> [Extracted data]:
= = =
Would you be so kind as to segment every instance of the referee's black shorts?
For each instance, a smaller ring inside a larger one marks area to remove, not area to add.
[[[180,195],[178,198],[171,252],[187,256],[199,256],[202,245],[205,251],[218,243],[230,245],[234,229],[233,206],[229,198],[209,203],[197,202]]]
= = =
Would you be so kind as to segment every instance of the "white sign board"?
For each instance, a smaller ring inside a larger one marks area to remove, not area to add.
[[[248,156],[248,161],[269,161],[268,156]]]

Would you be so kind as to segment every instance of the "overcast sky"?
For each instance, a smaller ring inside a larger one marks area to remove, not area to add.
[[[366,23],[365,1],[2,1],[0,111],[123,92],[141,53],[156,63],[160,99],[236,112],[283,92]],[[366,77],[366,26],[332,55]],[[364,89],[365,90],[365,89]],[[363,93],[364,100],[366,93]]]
= = =
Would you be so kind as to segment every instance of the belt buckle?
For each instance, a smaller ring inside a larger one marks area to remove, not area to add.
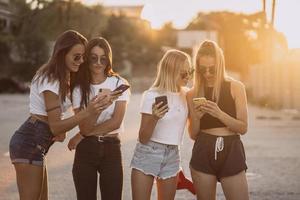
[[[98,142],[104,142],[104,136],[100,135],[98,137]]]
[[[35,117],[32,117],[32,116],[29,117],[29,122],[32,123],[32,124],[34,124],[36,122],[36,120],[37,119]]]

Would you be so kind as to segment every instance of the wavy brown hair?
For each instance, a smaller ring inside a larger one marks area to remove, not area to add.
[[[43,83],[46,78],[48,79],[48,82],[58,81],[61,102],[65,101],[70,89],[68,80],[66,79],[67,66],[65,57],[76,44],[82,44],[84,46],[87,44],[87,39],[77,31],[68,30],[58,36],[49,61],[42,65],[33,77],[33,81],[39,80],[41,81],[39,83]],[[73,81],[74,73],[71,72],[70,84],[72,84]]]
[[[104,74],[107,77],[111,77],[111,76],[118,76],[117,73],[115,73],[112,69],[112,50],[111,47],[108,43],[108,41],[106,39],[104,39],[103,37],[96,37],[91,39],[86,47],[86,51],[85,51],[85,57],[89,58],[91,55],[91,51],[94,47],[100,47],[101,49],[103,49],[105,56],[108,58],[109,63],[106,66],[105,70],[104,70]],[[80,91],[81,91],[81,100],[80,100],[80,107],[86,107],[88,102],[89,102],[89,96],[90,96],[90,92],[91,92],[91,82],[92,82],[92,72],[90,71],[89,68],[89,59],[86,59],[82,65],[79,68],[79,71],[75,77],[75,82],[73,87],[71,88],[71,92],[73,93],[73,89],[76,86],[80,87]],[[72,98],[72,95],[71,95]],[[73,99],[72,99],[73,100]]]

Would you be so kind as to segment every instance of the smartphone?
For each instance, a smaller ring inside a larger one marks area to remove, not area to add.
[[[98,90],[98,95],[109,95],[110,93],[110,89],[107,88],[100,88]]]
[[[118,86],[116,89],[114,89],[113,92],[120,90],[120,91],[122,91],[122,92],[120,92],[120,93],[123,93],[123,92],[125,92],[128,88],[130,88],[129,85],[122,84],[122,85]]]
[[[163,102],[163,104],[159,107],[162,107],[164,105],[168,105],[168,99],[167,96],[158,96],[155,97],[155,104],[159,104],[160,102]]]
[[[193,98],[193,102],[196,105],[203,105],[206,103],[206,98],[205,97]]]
= = =
> [What is needed]: Please count the lines in the rows above that contain the word "every". Reply with only the number.

> [Finished task]: 6